A data block -
--------

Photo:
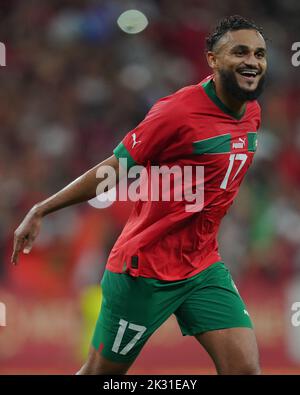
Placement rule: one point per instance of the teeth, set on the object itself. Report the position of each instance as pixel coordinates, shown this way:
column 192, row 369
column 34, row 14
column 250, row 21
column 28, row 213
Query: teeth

--------

What is required - Copy out every item above word for word, omitting the pictures.

Result for this task -
Photo:
Placement rule: one point per instance of the teeth, set on the object itself. Report the position of each instance as pixel coordinates, shown this way:
column 192, row 369
column 34, row 14
column 250, row 21
column 28, row 213
Query: teeth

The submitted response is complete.